Rewrite the items below, switching each "Target" to "Object" and leaving everything else the same.

| Object location annotation data |
— begin —
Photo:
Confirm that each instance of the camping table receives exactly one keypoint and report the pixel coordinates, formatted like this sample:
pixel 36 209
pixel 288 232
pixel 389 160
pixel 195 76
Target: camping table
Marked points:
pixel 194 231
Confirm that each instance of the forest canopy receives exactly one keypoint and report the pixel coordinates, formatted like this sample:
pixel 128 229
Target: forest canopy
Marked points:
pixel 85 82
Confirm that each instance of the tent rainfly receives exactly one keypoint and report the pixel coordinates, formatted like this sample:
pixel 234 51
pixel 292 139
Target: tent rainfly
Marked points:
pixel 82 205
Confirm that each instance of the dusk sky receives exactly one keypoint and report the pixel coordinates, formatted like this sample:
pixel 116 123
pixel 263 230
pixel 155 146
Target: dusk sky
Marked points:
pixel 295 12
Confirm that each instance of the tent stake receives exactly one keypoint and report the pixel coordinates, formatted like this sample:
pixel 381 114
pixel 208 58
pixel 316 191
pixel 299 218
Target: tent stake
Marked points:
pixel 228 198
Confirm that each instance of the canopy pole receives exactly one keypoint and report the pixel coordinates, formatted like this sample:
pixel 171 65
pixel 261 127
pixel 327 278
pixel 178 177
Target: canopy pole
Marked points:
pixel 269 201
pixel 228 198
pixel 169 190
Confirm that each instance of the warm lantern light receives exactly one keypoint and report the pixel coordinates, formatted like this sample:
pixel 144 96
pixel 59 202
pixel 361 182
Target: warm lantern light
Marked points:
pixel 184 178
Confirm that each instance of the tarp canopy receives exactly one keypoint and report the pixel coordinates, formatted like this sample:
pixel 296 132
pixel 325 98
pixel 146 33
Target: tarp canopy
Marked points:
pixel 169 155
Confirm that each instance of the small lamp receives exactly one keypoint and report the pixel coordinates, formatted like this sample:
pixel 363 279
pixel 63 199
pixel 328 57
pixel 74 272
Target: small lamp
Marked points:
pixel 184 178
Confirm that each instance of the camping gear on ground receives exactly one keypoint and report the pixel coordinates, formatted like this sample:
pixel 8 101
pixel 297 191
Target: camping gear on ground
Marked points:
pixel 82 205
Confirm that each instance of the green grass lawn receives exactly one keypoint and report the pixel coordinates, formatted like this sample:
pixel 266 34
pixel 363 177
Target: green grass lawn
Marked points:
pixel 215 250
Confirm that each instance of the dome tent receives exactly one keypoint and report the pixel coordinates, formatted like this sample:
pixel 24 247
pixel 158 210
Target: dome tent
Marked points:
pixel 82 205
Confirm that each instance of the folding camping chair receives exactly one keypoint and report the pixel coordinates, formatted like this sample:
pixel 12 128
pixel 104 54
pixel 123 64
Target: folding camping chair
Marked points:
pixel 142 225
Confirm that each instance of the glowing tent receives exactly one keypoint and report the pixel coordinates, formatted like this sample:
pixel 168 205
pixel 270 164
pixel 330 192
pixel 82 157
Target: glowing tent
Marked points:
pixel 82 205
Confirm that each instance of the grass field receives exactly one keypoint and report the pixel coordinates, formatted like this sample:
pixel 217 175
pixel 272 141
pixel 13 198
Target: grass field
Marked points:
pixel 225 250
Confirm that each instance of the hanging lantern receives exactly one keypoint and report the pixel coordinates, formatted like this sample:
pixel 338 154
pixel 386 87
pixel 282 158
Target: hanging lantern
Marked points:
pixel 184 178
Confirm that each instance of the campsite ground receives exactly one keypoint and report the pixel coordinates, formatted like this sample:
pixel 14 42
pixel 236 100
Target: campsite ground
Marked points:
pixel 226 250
— end —
| ANSWER TO THE PROBLEM |
Photo:
Confirm that each instance of the camping table receives exactly one keypoint and report the pixel coordinates, formatted like this sample:
pixel 36 209
pixel 288 232
pixel 389 160
pixel 195 76
Object: camping table
Marked points:
pixel 194 231
Confirm that each instance of the forest canopy receives exactly one keypoint and report the pixel coordinates, formatted like this sample:
pixel 128 229
Object: forest canopy
Marked points:
pixel 85 82
Confirm that each instance of the tent rainfly receives exactly one keypoint and report the pixel coordinates, formatted like this sample:
pixel 234 51
pixel 292 139
Object: tent rainfly
Marked points:
pixel 82 205
Confirm that each instance of the dusk sky receives exactly one keypoint and report the pixel coordinates, formatted like this sample:
pixel 116 123
pixel 263 230
pixel 155 146
Object: dusk sky
Marked points:
pixel 295 12
Confirm that each instance of the tent stake receives exactly one keypoint and report the pixel coordinates, formatted like this sample:
pixel 381 114
pixel 208 58
pixel 316 191
pixel 299 218
Object: tent stake
Marked points:
pixel 228 198
Confirm that each instance of the canopy pole receives exactly one keypoint and report the pixel coordinates, formatted like this sample:
pixel 171 65
pixel 261 127
pixel 327 278
pixel 178 177
Object: canopy pole
Marked points:
pixel 269 201
pixel 228 198
pixel 169 190
Confirm that each instance of the warm lantern light receives exactly one keypoint and report the pixel coordinates, formatted like this sample:
pixel 144 96
pixel 59 202
pixel 361 182
Object: warm lantern light
Marked points:
pixel 184 178
Confirm that each instance of the tarp canopy receives exactly one keypoint and report the pixel coordinates, formatted like this sample:
pixel 296 132
pixel 325 98
pixel 146 33
Object: tarp canopy
Marked points:
pixel 169 155
Confirm that each instance of the small lamp receives exactly one keypoint and report the pixel coordinates, formatted like this sample:
pixel 363 279
pixel 63 199
pixel 328 57
pixel 74 272
Object: small lamp
Marked points:
pixel 184 178
Confirm that each instance of the camping gear on ground receives exactly one keypoint and report the pixel coordinates, formatted like this sample:
pixel 8 101
pixel 297 191
Object: camping gear on ground
Marked points:
pixel 82 205
Confirm that each instance of the green grass lawn receives exactly one keypoint and report the pixel coordinates, formatted like this sample:
pixel 266 34
pixel 363 177
Object: green grass lawn
Marked points:
pixel 215 250
Confirm that each instance of the dome tent receives exactly one keypoint and report the pixel coordinates, formatted like this sample:
pixel 24 247
pixel 158 210
Object: dome tent
Marked points:
pixel 82 205
Confirm that each instance of the folding camping chair receives exactly one keypoint and report the pixel coordinates, formatted like this sample:
pixel 12 128
pixel 104 54
pixel 123 64
Object: folding camping chair
Marked points:
pixel 142 225
Confirm that each instance of the glowing tent receives exactly one keypoint and report the pixel coordinates, formatted like this sample:
pixel 168 205
pixel 270 164
pixel 330 192
pixel 82 157
Object: glowing tent
Marked points:
pixel 82 205
Confirm that each instance of the grass field receives exactly one keypoint and report the pixel coordinates, formatted like this sample:
pixel 217 175
pixel 272 141
pixel 13 198
Object: grass field
Marked points:
pixel 225 250
Confirm that each instance of the hanging lantern receives exactly one keypoint and report the pixel coordinates, formatted like this sample:
pixel 338 154
pixel 386 87
pixel 282 158
Object: hanging lantern
Marked points:
pixel 184 178
Confirm that each instance of the campsite ground receives exactly one keypoint and report the pixel coordinates, formatted like this sample:
pixel 14 42
pixel 236 100
Object: campsite ground
Marked points:
pixel 226 250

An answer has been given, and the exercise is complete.